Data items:
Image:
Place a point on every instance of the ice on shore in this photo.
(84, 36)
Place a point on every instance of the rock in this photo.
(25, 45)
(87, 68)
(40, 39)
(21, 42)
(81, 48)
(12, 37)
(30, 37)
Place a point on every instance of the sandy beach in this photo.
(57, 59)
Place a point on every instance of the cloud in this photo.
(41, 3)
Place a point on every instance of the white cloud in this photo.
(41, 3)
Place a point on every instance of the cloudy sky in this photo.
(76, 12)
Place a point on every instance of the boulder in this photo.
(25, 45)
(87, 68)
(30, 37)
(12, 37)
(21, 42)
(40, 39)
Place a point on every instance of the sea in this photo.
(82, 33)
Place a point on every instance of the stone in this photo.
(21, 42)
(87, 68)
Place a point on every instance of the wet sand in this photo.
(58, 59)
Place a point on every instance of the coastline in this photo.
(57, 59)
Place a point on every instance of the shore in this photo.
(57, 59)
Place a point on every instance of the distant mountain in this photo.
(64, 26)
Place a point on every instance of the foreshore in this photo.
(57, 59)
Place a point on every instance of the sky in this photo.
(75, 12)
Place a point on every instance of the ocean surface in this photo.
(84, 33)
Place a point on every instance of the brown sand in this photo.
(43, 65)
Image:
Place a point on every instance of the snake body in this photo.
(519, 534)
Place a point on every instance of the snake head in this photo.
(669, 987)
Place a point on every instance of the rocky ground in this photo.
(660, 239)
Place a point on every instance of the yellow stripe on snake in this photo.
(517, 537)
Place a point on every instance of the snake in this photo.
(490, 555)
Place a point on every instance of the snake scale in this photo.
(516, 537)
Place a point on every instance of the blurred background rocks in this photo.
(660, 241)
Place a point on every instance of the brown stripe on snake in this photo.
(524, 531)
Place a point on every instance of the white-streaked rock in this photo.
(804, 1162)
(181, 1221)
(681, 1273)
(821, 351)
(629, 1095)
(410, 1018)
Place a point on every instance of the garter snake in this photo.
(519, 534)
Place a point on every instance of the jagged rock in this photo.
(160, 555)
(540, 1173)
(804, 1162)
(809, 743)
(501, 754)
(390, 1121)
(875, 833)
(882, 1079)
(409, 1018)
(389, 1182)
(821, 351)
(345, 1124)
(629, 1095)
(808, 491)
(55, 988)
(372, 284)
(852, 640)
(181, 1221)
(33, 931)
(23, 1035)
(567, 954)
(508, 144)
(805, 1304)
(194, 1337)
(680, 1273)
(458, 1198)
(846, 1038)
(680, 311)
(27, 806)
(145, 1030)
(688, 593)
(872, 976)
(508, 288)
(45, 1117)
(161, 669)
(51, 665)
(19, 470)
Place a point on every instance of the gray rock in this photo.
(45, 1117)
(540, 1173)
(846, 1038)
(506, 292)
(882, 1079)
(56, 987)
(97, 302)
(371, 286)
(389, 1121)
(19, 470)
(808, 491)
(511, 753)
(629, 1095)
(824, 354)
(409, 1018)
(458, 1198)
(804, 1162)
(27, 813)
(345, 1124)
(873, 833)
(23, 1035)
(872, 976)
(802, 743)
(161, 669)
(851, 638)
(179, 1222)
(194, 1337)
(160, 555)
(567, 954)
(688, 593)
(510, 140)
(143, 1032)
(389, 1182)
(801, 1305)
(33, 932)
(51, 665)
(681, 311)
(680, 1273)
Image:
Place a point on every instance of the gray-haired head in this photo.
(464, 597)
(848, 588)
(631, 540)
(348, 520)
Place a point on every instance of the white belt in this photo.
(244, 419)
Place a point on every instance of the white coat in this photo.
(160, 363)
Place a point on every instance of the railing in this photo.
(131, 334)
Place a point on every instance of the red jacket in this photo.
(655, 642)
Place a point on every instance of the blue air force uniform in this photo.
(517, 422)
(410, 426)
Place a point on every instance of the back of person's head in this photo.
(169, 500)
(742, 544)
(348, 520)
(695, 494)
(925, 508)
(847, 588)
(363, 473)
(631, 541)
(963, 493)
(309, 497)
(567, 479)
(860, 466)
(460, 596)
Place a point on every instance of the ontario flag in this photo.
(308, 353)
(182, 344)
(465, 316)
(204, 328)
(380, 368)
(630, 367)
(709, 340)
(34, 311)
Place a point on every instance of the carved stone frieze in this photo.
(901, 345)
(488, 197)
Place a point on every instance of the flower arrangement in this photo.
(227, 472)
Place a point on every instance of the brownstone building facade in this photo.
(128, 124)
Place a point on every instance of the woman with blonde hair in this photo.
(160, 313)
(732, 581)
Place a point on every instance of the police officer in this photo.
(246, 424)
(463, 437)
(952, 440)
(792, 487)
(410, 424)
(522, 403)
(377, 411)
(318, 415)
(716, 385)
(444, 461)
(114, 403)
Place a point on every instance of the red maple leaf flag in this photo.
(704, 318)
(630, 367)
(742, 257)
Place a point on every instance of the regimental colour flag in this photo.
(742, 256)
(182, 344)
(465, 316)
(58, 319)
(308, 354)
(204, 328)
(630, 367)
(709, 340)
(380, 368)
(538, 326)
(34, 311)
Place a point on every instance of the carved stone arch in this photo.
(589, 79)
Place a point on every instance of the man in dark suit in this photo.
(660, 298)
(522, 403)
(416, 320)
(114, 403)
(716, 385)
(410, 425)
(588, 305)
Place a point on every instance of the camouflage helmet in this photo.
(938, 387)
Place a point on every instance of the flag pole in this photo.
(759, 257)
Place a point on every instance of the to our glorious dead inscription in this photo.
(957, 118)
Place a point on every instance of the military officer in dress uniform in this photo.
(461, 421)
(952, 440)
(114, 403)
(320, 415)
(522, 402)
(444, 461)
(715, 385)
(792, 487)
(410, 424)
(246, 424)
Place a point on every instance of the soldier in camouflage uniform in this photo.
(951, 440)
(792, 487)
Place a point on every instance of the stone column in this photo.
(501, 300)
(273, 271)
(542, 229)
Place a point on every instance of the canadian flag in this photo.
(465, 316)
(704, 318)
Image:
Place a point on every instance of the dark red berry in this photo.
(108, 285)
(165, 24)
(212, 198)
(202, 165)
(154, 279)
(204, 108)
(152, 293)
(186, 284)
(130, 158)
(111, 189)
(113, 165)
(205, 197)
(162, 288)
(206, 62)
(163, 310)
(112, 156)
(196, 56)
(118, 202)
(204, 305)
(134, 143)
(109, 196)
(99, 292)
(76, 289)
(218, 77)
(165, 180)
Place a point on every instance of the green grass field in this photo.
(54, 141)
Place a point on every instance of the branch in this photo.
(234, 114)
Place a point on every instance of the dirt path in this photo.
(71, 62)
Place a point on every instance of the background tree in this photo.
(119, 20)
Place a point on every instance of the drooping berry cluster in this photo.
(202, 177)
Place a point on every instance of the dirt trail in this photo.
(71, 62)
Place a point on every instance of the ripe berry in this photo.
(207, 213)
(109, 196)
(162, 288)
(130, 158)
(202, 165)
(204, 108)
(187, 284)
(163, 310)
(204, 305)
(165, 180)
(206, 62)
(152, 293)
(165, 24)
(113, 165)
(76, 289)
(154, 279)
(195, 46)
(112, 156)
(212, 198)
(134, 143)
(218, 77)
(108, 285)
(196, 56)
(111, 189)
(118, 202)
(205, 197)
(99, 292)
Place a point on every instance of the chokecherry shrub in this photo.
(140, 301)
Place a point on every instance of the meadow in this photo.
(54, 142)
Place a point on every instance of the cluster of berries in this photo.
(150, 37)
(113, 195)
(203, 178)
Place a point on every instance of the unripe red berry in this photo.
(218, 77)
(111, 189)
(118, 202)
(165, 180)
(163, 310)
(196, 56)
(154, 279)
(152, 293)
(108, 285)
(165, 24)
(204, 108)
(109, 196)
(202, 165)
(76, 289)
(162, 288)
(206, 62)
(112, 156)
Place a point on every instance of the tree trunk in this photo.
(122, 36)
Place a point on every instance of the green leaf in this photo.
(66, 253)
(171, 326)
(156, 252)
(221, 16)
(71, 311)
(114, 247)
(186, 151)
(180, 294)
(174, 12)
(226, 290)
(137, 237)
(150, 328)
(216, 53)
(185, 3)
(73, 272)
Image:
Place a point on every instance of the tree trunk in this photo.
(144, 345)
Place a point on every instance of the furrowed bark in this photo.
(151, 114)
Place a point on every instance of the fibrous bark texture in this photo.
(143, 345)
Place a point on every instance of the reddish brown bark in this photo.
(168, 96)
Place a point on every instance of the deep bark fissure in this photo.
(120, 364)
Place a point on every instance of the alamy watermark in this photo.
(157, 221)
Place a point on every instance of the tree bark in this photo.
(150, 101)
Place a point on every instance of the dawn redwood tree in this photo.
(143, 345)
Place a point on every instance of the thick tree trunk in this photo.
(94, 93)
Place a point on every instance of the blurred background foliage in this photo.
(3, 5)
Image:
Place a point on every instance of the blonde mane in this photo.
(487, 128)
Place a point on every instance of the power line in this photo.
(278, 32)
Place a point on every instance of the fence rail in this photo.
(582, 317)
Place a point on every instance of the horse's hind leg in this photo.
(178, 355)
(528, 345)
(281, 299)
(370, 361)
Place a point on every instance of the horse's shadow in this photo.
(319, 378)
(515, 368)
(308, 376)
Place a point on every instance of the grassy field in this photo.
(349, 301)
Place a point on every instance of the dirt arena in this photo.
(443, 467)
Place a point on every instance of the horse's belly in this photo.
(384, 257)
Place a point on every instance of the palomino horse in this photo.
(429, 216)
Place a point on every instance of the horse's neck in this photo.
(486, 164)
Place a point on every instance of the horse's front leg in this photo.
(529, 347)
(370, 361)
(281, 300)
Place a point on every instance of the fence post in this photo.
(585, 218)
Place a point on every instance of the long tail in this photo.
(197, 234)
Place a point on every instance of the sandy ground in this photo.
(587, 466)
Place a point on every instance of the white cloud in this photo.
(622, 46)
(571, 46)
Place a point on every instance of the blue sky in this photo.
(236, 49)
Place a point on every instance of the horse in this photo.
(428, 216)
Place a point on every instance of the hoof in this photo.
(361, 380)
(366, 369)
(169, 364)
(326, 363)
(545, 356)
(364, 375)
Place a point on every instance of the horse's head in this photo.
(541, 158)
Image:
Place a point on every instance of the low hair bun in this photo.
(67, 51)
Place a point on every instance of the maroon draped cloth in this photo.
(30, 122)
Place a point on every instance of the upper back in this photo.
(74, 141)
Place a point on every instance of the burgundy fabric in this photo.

Problem statement: Only one stretch of the data is wanted: the lines from the one with "Place a point on every instance of the sandy ground" through the last, repeated exactly.

Answer box:
Place a point on every instance of the sandy ground in this photo.
(587, 466)
Place a point on every instance of the white cloud in this photo.
(622, 46)
(571, 46)
Place a point on every instance of the blue sky in this photo.
(236, 49)
Place a point on every instance of the horse in this photo.
(428, 216)
Place a point on every instance of the hoof in this photo.
(361, 380)
(366, 369)
(169, 364)
(326, 363)
(545, 356)
(364, 375)
Place a point on every instance of the horse's head in this photo.
(541, 158)
Image:
Place a point on every instance of the low hair bun in this photo.
(67, 51)
Place a point on every instance of the maroon draped cloth in this photo.
(30, 122)
Place a point on every instance of the upper back in this photo.
(74, 141)
Place a point on every instance of the burgundy fabric in this photo.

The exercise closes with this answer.